━━━━━ ВЫБРАННЫЙ ФРАГМЕНТ ━━━━━
18 апреля, в день рождения замечательного историка и писателя Натана Яковлевича Эйдельмана (1930–1989), в редакции журнала «Знание – сила» состоялись научные чтения его памяти (выбор места объясняется тем, что Натан Яковлевич был верным и давним сотрудником и поклонником этого журнала; по свидетельству одного из участников чтений, он восхищенно говорил: «Это единственное издание в мире, где в редколлегию входят целых три моих одноклассника»). Убранство зала, в котором проходили чтения, наверняка заставило бы довольно усмехнуться Натана Яковлевича, чуткого ко всевозможным «странным сближениям» в пространстве и времени: дело происходило в просторной мастерской фотохудожника, оформляющего журнал, в окружении всевозможных чудес фотоколлажа, вроде мясорубки, изготовляющей фарш из бумажных денег…
Открывая чтения, один из главных организаторов, историк Андрей Тартаковский, подчеркнул их отличие от предыдущих вечеров, посвященных памяти Эйдельмана; следует, сказал он, попытаться перейти от лирических восхвалений к объективной – по возможности – оценке вклада, внесенного Натаном Яковлевичем в науку и литературу.
━━━━━ СОДЕРЖАНИЕ НАБОРА ДАННЫХ ━━━━━
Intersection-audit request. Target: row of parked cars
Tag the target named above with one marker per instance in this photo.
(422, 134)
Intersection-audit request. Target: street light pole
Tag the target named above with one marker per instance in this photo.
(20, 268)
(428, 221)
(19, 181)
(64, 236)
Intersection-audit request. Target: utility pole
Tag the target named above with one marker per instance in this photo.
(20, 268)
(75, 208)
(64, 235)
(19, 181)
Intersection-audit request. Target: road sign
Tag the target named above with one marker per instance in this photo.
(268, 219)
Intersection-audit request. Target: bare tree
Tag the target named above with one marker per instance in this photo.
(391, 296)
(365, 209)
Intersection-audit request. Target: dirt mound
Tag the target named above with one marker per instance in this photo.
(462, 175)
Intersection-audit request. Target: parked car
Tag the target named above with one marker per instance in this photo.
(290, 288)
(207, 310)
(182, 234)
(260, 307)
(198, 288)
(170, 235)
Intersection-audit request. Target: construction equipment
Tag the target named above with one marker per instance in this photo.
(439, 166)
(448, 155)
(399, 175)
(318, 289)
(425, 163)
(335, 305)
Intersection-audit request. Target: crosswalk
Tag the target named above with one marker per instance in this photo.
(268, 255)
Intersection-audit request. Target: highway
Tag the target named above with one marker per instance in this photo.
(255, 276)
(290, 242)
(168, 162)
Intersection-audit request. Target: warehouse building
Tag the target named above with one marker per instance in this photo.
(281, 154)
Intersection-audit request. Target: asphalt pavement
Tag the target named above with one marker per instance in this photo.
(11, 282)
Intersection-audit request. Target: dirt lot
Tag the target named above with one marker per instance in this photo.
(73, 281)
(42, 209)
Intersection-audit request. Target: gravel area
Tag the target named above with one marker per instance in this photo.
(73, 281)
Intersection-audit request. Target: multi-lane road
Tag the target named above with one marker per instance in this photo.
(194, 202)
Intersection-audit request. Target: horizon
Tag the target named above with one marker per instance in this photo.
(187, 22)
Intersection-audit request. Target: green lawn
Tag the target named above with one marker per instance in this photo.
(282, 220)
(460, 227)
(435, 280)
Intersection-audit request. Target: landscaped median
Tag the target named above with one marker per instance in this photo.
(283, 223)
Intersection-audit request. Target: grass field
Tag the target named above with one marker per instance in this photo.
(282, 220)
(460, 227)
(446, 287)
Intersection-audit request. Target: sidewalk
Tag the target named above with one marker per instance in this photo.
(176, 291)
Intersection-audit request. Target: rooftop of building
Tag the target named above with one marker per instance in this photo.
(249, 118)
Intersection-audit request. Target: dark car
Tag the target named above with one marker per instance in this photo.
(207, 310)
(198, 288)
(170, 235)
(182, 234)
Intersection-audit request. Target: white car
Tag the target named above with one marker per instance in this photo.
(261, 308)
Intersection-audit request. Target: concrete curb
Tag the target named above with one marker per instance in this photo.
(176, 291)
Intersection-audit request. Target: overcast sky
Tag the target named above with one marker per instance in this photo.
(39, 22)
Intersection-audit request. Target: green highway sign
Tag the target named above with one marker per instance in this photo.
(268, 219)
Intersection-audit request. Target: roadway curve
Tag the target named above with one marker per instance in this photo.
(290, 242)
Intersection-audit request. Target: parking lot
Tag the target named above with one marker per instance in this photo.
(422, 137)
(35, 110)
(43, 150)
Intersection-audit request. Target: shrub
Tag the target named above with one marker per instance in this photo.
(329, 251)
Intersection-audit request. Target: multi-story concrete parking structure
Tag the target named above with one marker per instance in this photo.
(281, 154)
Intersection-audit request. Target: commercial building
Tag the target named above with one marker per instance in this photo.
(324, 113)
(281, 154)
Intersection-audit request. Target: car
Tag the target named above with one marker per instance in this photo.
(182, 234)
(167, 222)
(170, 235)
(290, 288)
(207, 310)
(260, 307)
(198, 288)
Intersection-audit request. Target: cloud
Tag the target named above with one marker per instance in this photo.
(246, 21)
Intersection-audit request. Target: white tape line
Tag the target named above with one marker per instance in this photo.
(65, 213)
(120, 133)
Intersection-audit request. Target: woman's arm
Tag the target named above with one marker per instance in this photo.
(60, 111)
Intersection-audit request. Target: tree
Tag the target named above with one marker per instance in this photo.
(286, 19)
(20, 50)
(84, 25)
━━━━━
* **УСЛОВИЯ ЗАДАНИЯ**
Пожалуйста, определите, согласуются ли с выбранным фрагментом следующие утверждения, и к каждому ответу «да» или «нет» приложите дословную цитату из фрагмента, которая это решает.
1. Чтения памяти Эйдельмана прошли в день его рождения.
2. Чтения проходили в читальном зале библиотеки.
3. Андрей Тартаковский призвал продолжить лирические восхваления Эйдельмана.

* **ОТВЕТ НА ЗАДАНИЕ**
1. Да: «18 апреля, в день рождения замечательного историка и писателя Натана Яковлевича Эйдельмана (1930–1989), в редакции журнала «Знание – сила» состоялись научные чтения его памяти».
2. Нет: «дело происходило в просторной мастерской фотохудожника, оформляющего журнал».
3. Нет: «следует, сказал он, попытаться перейти от лирических восхвалений к объективной – по возможности – оценке вклада, внесенного Натаном Яковлевичем в науку и литературу».